Fireworks Guide: Cakes & Barrages

This type of firework will usually form the bulk of any larger display.

Key information

  • Secured on the ground and fires multiple shots into the air.
  • Huge variation in running times, costs and effects depending on the specific cake.
  • Available in low noise effects for out of season or quiet displays.
  • Safety distances typically 8m up to 25m.
  • Cakes and barrages are also known as repeaters, candle combinations, repeaters of shot tubes, link cakes, compound cakes, displays in a box, fan cakes and dump cakes depending on the specific variety (see below).

The anatomy of a typical cake


Regardless of their size and number of shots, most cakes and barrages – I’ll refer to them just as cakes for now – look similar to the diagram above:

Primary and reserve fuse: Many cakes have two fuses: a main fuse which you light and a reserve fuse which you only use if the main one fails. This is covered in more detail in the Firing Your Display section. They are shown here with their protective covers still on.

Dataset rows
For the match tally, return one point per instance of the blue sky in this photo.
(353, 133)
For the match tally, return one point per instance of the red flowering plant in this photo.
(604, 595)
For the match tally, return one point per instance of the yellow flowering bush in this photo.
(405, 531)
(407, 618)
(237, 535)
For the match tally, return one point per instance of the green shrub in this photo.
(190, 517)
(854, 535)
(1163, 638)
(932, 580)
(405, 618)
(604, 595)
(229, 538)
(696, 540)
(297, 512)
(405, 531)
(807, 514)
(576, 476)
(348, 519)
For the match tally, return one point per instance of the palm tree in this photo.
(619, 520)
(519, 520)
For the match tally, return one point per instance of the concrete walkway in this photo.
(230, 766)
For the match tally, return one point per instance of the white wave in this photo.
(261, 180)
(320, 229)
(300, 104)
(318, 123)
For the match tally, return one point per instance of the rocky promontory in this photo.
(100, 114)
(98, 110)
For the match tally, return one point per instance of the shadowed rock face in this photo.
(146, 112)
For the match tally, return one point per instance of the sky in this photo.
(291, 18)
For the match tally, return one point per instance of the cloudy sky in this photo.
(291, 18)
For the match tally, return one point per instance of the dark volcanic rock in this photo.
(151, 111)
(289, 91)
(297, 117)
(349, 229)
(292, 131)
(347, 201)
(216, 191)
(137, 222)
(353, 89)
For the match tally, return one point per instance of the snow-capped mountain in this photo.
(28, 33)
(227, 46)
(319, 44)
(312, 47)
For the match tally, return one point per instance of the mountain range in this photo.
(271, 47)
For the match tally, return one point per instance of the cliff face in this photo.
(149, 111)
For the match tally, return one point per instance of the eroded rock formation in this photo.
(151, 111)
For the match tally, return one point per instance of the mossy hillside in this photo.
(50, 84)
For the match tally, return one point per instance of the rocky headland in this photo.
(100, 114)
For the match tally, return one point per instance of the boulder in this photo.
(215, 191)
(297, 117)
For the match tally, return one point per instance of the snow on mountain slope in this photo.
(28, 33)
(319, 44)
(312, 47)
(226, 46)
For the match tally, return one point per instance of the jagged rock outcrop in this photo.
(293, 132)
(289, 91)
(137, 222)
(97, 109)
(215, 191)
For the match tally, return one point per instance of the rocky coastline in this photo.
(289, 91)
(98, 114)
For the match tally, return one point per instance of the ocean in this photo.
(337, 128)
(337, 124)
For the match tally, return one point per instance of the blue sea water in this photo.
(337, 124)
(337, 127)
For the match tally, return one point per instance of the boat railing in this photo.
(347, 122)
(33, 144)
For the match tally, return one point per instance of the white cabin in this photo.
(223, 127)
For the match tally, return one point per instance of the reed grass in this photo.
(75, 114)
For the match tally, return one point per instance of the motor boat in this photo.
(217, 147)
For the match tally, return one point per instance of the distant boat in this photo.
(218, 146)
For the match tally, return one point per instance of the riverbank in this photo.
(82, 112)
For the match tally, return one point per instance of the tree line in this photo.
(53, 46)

**CHALLENGE 1**
Lay out the records from the line containing "tree line in this photo." through the end of the records, inclusive, as a JSON list of strings with one string per line and blank lines omitted.
**CHALLENGE 2**
Proceed with the fireworks guide on cakes and barrages, starting right after its final sentence.
The fireworks guide and the records are separate materials with no connection to each other.

**EXERCISE RESULT 1**
[
  "For the match tally, return one point per instance of the tree line in this photo.",
  "(53, 46)"
]

**EXERCISE RESULT 2**
Shot tubes: Each shot in a cake sits in its own tube. A 25 shot cake would therefore have 25 tubes, a 50 shot cake would have 50 tubes and so on. Each tube in a consumer firework that shoots a projectile into the air can be up to 30mm in bore size. The tubes have clay bungs in their base (which accounts for most of the firework’s weight) and an internal fuse that runs from tube to tube.

Cellophane wrap: This is just decorative. On some cakes you can see the shot tubes through the wrap. On others it might be paper with artwork on it. Either way, you do not need to remove this before firing – unless explicitly directed to on the instruction label – as it blows off with the first few shots.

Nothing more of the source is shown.